WORK ORDER A | For each of the following statements, state yes or no on whether the passage on design and information below agrees with it, and quote the deciding words: (i) print and electronic media have fully merged; (ii) physical libraries still exist; (iii) the human mind operates by association.
WORK ORDER B | Reproduce the portion of the passage on design and information below that lies between "Q1: How can" and "sift through information?", inclusive.

TEXT SECTION |
--

Q1: How can trans-disciplinary design systems
empower passive consumers into active ones,
waking up our somnambulist consumptive
culture?
Q2: How can trans-disciplinary design systems
bring nature into our increasingly dense urban environments while
at the same time focusing on the importance of our diminishing natural
environment?
Q3: How do people research? What are solutions
for tools and/or systems that help us sift through information?
Print and electronic media have not fully concatenated. The computer
gave us a way to tap into a global network, the internet, making
it a portal to just about any kind of information. It also gave
us memory devices allowing us to record the information that we
gather through a variety of hardware and software solutions. Additionally,
books are still circulating and physical libraries still exist.
Now that we have access to books, electronic media, and recorded
information at the push of a button, the necessity of our own memories
diminishes. The less we remember, the more challenging it becomes
to sift through the vast amounts of information to get to the bits
we need.
"The human mind ...operates by association. With one item
in its grasp, it snaps instantly to the next that is suggested by
the association of thoughts, in accordance with some intricate web
of trails carried by the cells of the brain. It has other characteristics,
or course; trials that are not frequently followed are prone to
fade, items are not fully permanent, memory is transitory. Yet speed
of action, the intricacy of trails, the detail of mental pictures,
is awe-inspiring beyond all else in nature. Consider a future device
for individual use, which is a sort of mechanized private file and
library. It needs a name, and, to coin one at random, "memex"

--

[Stored data entries]
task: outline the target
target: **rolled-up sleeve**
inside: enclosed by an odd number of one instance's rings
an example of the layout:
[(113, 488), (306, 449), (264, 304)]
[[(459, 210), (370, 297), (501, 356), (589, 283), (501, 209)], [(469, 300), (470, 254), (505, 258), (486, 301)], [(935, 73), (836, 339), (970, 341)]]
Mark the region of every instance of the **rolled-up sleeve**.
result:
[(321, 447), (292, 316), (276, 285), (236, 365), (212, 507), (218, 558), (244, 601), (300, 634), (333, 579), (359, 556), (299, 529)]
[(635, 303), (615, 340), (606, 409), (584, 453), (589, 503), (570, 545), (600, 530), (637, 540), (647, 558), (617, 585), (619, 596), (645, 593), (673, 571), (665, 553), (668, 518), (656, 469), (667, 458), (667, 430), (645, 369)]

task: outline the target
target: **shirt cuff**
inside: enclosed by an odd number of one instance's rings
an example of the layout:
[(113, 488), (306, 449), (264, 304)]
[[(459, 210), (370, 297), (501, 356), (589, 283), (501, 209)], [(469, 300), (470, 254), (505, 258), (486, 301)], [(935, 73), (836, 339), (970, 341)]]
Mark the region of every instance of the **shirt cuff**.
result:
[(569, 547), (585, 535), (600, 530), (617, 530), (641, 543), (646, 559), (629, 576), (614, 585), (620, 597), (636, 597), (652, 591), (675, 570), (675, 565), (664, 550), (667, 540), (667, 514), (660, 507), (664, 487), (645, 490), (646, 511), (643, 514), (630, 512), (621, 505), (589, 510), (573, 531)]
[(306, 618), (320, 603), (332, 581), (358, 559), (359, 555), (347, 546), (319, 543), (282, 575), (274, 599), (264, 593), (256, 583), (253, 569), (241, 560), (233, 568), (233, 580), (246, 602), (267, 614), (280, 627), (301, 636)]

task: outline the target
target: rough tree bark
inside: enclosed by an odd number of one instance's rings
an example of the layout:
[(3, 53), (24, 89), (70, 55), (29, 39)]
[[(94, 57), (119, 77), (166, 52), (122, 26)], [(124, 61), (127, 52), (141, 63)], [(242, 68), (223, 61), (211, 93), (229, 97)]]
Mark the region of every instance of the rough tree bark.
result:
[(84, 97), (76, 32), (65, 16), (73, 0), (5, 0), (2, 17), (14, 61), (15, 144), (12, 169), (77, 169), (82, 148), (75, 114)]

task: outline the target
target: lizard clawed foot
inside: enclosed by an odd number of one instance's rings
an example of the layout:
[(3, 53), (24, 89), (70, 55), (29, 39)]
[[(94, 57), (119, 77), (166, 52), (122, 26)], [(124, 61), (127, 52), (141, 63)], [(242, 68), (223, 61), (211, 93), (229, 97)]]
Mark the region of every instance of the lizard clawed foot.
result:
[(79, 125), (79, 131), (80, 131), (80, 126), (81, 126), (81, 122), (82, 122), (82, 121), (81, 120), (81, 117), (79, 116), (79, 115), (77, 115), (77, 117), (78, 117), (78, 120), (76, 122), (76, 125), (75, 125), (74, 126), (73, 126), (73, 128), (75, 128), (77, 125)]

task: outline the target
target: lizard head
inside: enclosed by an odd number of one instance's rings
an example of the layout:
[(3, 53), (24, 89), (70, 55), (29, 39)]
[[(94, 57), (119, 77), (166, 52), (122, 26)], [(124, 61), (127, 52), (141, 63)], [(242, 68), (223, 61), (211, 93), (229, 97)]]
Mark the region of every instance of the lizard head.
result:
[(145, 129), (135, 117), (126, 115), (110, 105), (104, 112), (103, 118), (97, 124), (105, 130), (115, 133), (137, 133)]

--

EXERCISE SOLUTION A |
(i) No: "Print and electronic media have not fully concatenated."
(ii) Yes: "books are still circulating and physical libraries still exist."
(iii) Yes: "The human mind ...operates by association."

EXERCISE SOLUTION B |
Q1: How can trans-disciplinary design systems
empower passive consumers into active ones,
waking up our somnambulist consumptive
culture?
Q2: How can trans-disciplinary design systems
bring nature into our increasingly dense urban environments while
at the same time focusing on the importance of our diminishing natural
environment?
Q3: How do people research? What are solutions
for tools and/or systems that help us sift through information?